(EXTRACT begins)

Making sense of what you see in biomedical images
The conventional procedure requires 77 hours, compared to 9 hours with Biomedisa
Lösel
Recent years have seen dramatic improvements in imaging technologies that result in higher resolutions and faster acquisition times. Images of single cells, tissue and organs provide medical experts around the world with a myriad of information about their patients’ state of health at a given time. But how do they gain understanding of what they see in these biomedical images?
The status quo: time-consuming and prone to errors
To make these large volumetric images reveal their true information potential, manual segmentation – whereby a digital image is divided into various segments to enable or facilitate analysis – is often required. Labels, such as for example “background” or “object”, are assigned to various structures of interest with different intervals inside the 3D volume. This is followed by an interpolation of the labels between the pre-segmented slices, where values at unknown points are estimated by using known data. In this process, the underlying image data is usually not taken into account, and the interpolation is therefore based exclusively on the segmented slices. Consequently, only a fraction of the real experimental information is utilized to derive the segmentation.
“Manual segmentation of large biomedical datasets of unknown composition is often very time-consuming and prone to errors. For analyzing three-dimensional image data, manual segmentation is still a very common approach. In fact, institutes employ armies of trained students just for this very task,” says Philipp Lösel from the research group “Data Mining and Uncertainty Quantification” (DMQ) at HITS, who developed Biomedisa.
Biomedisa: faster, user-friendly and and more accurate
And this is where the Biomedical Image Segmentation App Biomedisa comes in, a free and easy-to-use open-source online platform especially developed for semi-automatic segmentation. The segmentation is based on a smart interpolation of sparsely pre-segmented slices taking into account the complete underlying image data. This makes Biomedisa particularly valuable when little a priori knowledge is available. “Biomedisa can accelerate the segmentation process enormously, while at the same time providing more accurate results than the manual segmentation,” says Thomas van de Kamp (KIT), a biologist with painful experience in manual image segmentation who provided micro-CT data and evaluated Biomedisa during its development.
The platform is accessible through a web browser and requires no complex and tedious configuration of software and model parameters. The one-button solution can be used for different 3D imaging modalities and various biomedical applications.

(EXTRACT ends)
(INFORMATION PROVIDED begins)

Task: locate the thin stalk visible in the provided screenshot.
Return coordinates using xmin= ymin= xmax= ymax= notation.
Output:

(INFORMATION PROVIDED ends)

[TASK BRIEF] Resume the article on Biomedisa and biomedical image segmentation from the point where it stops.

[ANSWER BELOW]
“Our explicit aim,” summarizes Vincent Heuveline, director of Heidelberg University’s Computing Centre (URZ) and DMQ group leader at HITS, “was to create a widely-applicable and user-friendly tool to accelerate the segmentation of samples of unknown morphology while also improving the results.”
“Biomedisa is an example for a software that benefits directly from the latest developments of GPU (Graphics Processing Unit) technology. The hardware-aware design utilizes graphics accelerators to handle the ever-increasing image data,” adds Philipp Lösel.
On the way to fully automatic segmentation
Besides, Biomedisa offers a range of other functions, such as the removal of outliers or the filling of holes, surfaces can be smoothed and the uncertainty with which the result was obtained can be quantified. Furthermore, the data can be visualized with 3D rendering software and shared with other users.
Last but not least, Biomedisa enables machine learning techniques through training a deep neural network. This technique allows a fully automatic segmentation when a large number of similar structures, such as the human heart, is segmented. As a result, it allows numerical simulations based on a patient-specific heart model and thus assists clinicians with their surgical planning and decision-making.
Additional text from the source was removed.